Start of Source information

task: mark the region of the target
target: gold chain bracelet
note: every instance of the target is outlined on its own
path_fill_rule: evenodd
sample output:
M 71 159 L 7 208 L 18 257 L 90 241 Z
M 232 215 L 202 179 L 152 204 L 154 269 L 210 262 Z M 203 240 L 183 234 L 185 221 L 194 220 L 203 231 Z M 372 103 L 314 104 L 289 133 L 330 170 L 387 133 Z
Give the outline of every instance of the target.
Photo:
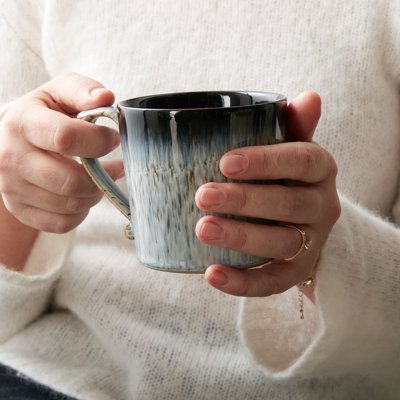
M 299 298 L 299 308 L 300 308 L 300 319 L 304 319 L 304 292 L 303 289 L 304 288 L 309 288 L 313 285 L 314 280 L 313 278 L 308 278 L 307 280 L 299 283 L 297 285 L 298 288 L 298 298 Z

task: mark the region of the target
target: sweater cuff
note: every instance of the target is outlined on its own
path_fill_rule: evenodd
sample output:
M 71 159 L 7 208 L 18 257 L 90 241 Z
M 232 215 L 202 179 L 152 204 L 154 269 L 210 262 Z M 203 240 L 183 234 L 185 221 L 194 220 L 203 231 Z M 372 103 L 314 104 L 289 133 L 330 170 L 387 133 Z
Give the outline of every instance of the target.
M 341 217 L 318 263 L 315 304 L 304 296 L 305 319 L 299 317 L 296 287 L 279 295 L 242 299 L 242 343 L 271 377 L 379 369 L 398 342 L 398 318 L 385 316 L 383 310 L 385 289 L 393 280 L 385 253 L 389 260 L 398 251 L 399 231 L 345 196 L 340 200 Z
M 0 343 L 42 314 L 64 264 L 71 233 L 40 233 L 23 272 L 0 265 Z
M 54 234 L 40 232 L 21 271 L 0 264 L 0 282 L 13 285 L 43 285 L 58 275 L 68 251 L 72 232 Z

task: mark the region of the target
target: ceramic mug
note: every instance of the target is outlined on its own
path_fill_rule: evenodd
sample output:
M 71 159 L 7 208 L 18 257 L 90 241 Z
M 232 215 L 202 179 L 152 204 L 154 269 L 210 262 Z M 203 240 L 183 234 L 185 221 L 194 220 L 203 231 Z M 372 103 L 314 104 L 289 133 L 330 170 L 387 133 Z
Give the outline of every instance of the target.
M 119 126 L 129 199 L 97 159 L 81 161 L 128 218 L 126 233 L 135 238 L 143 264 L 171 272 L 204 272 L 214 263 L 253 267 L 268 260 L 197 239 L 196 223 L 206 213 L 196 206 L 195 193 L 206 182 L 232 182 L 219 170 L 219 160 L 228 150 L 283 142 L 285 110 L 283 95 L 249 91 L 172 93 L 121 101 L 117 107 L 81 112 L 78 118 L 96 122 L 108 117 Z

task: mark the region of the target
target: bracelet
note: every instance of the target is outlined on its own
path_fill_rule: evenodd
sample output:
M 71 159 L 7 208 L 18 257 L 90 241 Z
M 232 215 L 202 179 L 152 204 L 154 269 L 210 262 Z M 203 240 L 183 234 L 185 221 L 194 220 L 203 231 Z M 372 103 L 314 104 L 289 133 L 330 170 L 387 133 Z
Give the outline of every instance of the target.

End of Source information

▶ [Your assignment] What is needed is an exact copy of every record above, minus the images.

▶ [Response]
task: mark the region of the target
target: gold chain bracelet
note: every instance of the target is outlined on its own
path_fill_rule: evenodd
sample output:
M 71 159 L 7 208 L 18 257 L 90 241 Z
M 232 215 L 202 179 L 152 204 L 154 269 L 210 262 Z M 203 240 L 183 234 L 185 221 L 194 220 L 203 231 Z M 372 103 L 314 104 L 289 133 L 330 170 L 387 133 Z
Give the outline of every instance of the target.
Photo:
M 299 298 L 299 308 L 300 308 L 300 319 L 304 319 L 304 292 L 303 289 L 304 288 L 309 288 L 313 285 L 314 280 L 313 278 L 308 278 L 307 280 L 299 283 L 297 285 L 298 288 L 298 298 Z

task: mark the region of the target
target: sweater cuff
note: every instance of the target is outlined on its own
path_fill_rule: evenodd
sample output:
M 71 159 L 7 208 L 18 257 L 90 241 Z
M 232 215 L 202 179 L 152 204 L 154 269 L 210 262 Z M 203 240 L 183 234 L 185 221 L 194 220 L 203 231 Z M 372 103 L 314 104 L 289 133 L 330 170 L 387 133 Z
Give the outline of every instance of the target.
M 341 217 L 318 263 L 315 304 L 304 296 L 305 319 L 299 317 L 296 287 L 279 295 L 242 299 L 242 343 L 271 377 L 379 369 L 398 342 L 398 318 L 385 316 L 383 310 L 385 289 L 393 280 L 385 253 L 389 260 L 398 251 L 399 231 L 345 196 L 340 200 Z
M 0 343 L 42 314 L 64 264 L 71 233 L 40 233 L 23 272 L 0 265 Z
M 54 234 L 40 232 L 21 271 L 0 264 L 0 282 L 13 285 L 43 285 L 58 275 L 68 251 L 72 232 Z

task: mark the region of the target
target: ceramic mug
note: every instance of the target is outlined on its own
path_fill_rule: evenodd
sample output:
M 71 159 L 7 208 L 18 257 L 90 241 Z
M 232 215 L 202 179 L 152 204 L 154 269 L 210 262 Z M 203 240 L 183 234 L 185 221 L 194 220 L 203 231 Z M 372 103 L 314 104 L 289 133 L 330 170 L 387 133 Z
Give the outline of every instance of the target.
M 119 126 L 129 199 L 97 159 L 81 161 L 128 218 L 126 233 L 135 238 L 143 264 L 171 272 L 204 272 L 214 263 L 253 267 L 268 260 L 197 239 L 196 223 L 206 213 L 196 206 L 195 193 L 206 182 L 232 182 L 219 170 L 219 160 L 228 150 L 283 142 L 285 110 L 283 95 L 249 91 L 172 93 L 121 101 L 117 107 L 81 112 L 78 118 L 96 122 L 108 117 Z

task: mark the region of the target
target: bracelet
note: every instance of the target is outlined on its own
path_fill_rule: evenodd
sample output:
M 71 159 L 7 208 L 18 257 L 90 241 Z
M 232 215 L 202 179 L 152 204 L 154 269 L 210 262 Z M 203 240 L 183 234 L 185 221 L 194 220 L 203 231 Z M 372 103 L 314 104 L 289 133 L 330 170 L 387 133 Z
Give the outline of every instance of the target.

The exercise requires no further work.